Кло Андре - Харун Ар-Рашид
По сравнению со всем этим работа интеллектуалов, попавших на Ближний Восток с крестовыми походами, выглядит малозначительной. Немногих заинтересовали научные и литературные труды народов, побежденных христианскими рыцарями. Только Аделард Батский и Этьен Антиохийский провели некоторое время на Востоке, занимаясь переводами. В частности, Аделард, англичанин по происхождению, перевел «Астрономические таблицы» ал-Хорезми и «Начала» Евклида.
Поэзия в эпоху Праведного халифаВлияние Древней Греции, а также Ирана и Индии на арабскую поэзию было минимальным. Арабы просто не были знакомы с греческой поэзией. Имена Гомера и Аристофана не говорили им ничего. При Аббасидах не предпринималось никаких попыток переводить иноземную поэзию. Впрочем, как отмечает писатель Джахиз, перевести поэзию невозможно: «Ее текстура рвется, размер рушится, красота исчезает…, это не более чем проза»[139]. Арабов интересовала философия и науки побежденных народов, а не их стихи.
В доисламский период безраздельно царствовала лирическая поэзия, которую декламировали речитативом. С незапамятных времен эти стихи, отличавшиеся языковым богатством, воспевали мужество героев, природу, любимую женщину, животных, уединение кочевника в пустыне. Эта поэзия существовала еще и при Омейя-дах, но по мере того как менялся жизненный уклад арабов, развивался и способ выражения чувств. Влияние Ирана не было чуждым для арабов. На смену словесности бескрайних просторов пришла утонченная литература городов. Жизнь бедуинов стала воспоминанием, и возникла новая поэтическая форма, состоявшая из коротких сочинений с более гибким размером (раджаз), воспевавших вино, сады, охоту, любовь к певицам и юношам.
Абу Нувас стал самым прославленным представителем этого направления. В народных сказаниях имя этого поэта неразрывно связано с именем Харуна ар-Рашида. «Тысяча и одна ночь» часто напоминает о нем: «В обычае у халифа, — сказала Шехерезада, — было посылать за поэтом всякий раз, когда он имел желание послушать, как он без подготовки сочиняет поэмы или перелагает в стихи только что рассказанную ему историю о каких-нибудь приключениях»[140]. Первые годы своей жизни он провел в Басре, крупном культурном центре. Будучи типичным представителем вакхической поэзии, он описывал собственные разгульные похождения, рисуя себя в окружении юношей, которые не жалеют ни своих кошельков, ни чувств. Он охотно смеется над самим собой, рассказывая, например, о проделках, жертвой которых он оказался, о том, как напился, или же о том, как его юным товарищам удалось нажиться за его счет. Процитируем его стихотворение «Хмель»:
Давай! Налей вина, налей снова и снова!
Скажи мне как следует: вот вино!
И не заставляй меня пить втайне, если можешь сказать об этом перед всеми […]
Я выдернул задремавшую кабатчицу из ее снов […]
Она сказала:
— Кто это стучится в мою дверь?

┄┄┄┄┄┄

§ **ПОСТАВЛЕННАЯ ЗАДАЧА 1**: Отберите и перепишите каждую строку записей, в которой встречается слово «seated», с учетом регистра букв.
Отрывок и записи взяты из разных источников.

§ **ЗАПИСИ ДЛЯ УПРАЖНЕНИЯ**:

┄┄┄┄┄┄

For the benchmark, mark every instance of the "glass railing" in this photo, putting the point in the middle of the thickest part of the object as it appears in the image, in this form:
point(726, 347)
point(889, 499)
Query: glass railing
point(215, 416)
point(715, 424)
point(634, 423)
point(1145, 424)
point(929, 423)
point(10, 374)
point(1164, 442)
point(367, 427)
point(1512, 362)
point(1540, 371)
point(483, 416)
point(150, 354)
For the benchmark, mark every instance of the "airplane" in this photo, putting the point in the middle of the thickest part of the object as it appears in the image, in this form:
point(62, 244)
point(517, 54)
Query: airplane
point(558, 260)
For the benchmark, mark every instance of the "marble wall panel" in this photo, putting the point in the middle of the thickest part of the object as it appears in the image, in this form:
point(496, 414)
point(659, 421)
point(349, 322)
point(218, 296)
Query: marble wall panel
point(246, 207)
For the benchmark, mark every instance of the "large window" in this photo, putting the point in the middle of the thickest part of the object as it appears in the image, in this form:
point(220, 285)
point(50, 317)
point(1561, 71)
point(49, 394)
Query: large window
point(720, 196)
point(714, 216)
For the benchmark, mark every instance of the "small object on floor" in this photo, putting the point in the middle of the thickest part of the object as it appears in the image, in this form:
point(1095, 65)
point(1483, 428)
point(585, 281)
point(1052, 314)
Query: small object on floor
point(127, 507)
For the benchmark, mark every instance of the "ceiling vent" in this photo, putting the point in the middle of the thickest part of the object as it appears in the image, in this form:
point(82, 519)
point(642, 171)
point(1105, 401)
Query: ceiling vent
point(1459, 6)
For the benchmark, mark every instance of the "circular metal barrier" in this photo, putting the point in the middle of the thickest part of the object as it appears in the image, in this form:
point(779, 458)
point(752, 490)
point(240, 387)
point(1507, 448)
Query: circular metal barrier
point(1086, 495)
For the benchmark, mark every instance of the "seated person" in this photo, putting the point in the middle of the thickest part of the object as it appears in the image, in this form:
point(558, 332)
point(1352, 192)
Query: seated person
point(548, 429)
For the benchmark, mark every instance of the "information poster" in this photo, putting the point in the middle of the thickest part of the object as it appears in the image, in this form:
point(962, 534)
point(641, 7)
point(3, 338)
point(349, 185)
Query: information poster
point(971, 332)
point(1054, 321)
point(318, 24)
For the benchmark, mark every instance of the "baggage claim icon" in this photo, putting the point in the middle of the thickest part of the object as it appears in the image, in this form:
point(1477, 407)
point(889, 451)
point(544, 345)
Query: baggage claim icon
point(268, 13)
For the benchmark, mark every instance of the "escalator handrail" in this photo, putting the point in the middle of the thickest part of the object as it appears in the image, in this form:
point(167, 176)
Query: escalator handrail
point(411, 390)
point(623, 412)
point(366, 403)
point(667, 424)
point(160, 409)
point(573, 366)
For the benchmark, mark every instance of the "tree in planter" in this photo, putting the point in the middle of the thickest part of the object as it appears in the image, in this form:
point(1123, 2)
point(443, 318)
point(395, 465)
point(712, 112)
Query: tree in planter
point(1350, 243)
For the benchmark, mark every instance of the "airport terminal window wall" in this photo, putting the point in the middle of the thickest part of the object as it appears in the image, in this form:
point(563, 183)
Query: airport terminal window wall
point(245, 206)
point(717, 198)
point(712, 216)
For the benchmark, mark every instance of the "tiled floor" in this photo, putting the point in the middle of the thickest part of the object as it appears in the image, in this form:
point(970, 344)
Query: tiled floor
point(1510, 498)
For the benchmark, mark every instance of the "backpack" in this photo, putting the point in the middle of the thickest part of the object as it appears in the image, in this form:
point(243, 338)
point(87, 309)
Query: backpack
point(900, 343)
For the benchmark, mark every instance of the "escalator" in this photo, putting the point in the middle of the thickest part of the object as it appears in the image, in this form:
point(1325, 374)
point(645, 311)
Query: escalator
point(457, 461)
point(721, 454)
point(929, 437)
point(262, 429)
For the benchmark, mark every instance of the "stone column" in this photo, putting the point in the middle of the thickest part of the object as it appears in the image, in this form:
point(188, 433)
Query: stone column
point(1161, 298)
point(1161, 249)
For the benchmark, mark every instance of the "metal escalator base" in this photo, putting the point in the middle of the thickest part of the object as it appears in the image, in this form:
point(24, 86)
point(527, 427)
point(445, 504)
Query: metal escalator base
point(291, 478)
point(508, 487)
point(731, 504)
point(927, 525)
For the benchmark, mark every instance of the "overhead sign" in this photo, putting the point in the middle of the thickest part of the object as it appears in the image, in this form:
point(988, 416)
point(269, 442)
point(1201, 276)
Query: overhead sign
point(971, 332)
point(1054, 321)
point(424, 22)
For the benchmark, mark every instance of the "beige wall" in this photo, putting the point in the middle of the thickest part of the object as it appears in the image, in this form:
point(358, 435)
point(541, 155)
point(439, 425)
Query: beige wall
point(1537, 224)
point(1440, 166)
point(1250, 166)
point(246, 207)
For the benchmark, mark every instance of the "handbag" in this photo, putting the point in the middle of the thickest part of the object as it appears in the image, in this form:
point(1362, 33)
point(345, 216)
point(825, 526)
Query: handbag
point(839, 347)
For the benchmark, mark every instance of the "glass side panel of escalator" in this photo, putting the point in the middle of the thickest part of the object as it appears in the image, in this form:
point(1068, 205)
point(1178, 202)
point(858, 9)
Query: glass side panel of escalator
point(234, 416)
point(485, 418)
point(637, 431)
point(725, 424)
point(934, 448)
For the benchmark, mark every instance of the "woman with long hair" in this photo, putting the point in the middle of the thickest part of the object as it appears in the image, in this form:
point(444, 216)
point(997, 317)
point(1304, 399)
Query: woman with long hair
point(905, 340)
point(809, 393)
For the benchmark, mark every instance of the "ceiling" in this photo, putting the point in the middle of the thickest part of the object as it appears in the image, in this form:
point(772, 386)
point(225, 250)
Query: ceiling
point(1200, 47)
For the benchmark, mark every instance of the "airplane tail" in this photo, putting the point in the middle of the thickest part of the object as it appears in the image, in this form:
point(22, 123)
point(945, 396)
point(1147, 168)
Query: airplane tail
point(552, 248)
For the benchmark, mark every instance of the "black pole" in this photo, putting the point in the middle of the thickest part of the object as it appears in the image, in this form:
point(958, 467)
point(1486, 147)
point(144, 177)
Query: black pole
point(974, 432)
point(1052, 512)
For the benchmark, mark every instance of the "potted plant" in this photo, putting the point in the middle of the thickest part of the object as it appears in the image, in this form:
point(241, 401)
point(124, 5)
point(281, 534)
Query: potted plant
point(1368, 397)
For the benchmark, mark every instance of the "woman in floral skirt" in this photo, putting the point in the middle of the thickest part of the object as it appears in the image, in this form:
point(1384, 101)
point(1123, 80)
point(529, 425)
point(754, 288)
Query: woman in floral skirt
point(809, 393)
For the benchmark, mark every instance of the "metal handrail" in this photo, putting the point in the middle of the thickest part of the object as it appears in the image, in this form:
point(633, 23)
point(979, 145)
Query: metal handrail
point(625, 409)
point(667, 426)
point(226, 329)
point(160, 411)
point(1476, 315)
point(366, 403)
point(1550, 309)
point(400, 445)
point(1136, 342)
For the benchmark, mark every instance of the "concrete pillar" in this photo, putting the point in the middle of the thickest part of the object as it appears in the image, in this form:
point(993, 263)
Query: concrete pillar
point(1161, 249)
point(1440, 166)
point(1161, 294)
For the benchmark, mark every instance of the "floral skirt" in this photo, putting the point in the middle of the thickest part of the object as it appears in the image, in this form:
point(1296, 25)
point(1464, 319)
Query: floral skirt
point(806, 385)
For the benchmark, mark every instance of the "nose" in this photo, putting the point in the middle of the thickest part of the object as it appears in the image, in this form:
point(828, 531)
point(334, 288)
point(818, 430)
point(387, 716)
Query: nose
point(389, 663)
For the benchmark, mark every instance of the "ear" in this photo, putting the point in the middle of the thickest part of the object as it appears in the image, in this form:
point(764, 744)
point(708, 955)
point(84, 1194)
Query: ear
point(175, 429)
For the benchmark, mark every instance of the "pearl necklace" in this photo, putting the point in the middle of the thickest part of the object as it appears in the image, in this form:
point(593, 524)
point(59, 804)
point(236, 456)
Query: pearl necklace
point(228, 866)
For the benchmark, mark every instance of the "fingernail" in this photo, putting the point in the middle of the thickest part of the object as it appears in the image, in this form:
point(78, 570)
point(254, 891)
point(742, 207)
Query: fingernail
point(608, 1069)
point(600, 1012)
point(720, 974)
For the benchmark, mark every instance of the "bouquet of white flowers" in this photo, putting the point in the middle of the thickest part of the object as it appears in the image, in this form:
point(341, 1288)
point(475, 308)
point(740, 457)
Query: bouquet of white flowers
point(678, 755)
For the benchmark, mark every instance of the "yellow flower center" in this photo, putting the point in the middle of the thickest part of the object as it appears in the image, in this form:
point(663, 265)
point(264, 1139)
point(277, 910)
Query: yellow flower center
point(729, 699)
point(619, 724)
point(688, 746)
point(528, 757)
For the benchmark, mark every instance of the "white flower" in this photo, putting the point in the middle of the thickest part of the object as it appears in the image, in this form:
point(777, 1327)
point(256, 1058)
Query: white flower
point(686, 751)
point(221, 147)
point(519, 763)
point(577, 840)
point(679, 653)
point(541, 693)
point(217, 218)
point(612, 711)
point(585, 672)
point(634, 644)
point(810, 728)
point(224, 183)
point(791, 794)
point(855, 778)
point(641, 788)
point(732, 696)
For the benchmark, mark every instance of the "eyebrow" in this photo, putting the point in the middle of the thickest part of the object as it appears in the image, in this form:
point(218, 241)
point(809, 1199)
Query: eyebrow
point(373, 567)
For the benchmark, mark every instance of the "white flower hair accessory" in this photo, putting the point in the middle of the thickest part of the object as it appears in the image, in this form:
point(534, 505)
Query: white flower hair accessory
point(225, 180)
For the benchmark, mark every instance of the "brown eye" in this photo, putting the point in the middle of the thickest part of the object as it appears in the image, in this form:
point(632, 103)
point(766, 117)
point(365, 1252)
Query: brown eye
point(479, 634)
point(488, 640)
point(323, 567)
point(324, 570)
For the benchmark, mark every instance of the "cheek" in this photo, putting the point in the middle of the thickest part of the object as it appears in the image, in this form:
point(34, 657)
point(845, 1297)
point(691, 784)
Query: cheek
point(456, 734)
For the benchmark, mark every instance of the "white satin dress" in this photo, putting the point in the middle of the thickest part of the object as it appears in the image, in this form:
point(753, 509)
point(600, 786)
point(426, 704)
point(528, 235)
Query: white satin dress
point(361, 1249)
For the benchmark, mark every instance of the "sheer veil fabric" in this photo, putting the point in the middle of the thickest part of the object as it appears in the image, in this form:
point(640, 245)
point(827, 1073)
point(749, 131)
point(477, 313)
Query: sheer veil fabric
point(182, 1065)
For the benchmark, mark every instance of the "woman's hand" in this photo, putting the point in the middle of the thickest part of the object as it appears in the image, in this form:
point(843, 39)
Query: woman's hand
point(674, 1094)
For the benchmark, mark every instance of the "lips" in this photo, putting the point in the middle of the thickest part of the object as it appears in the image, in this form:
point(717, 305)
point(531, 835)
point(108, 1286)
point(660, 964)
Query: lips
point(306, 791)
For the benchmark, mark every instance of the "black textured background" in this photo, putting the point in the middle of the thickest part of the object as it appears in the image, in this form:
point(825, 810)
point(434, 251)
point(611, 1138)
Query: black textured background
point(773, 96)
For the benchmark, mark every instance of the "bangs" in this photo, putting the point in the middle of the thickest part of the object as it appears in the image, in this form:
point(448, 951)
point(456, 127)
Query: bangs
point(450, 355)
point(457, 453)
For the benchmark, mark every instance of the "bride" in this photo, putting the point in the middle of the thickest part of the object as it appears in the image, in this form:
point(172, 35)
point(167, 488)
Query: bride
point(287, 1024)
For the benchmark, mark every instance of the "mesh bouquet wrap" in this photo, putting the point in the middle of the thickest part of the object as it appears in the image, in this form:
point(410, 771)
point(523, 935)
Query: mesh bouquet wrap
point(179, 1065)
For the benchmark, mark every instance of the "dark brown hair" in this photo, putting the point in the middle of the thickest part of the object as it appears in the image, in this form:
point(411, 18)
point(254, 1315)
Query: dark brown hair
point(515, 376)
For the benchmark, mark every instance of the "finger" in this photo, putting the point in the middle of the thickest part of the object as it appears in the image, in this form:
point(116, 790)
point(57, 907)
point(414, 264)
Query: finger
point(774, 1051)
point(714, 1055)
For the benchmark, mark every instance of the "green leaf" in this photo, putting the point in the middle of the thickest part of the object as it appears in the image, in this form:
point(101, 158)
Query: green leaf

┄┄┄┄┄┄

§ **ПОСТАВЛЕННАЯ ЗАДАЧА 2**: Какие два труда перевел Аделард Батский, согласно отрывку?

§ **ПИСЬМЕННЫЙ ОТВЕТ 1**:
For the benchmark, mark every instance of the "seated person" in this photo, putting the point in the middle of the thickest part of the object as it appears in the image, in this form:
Query: seated person

§ **ПИСЬМЕННЫЙ ОТВЕТ 2**: «Астрономические таблицы» ал-Хорезми и «Начала» Евклида.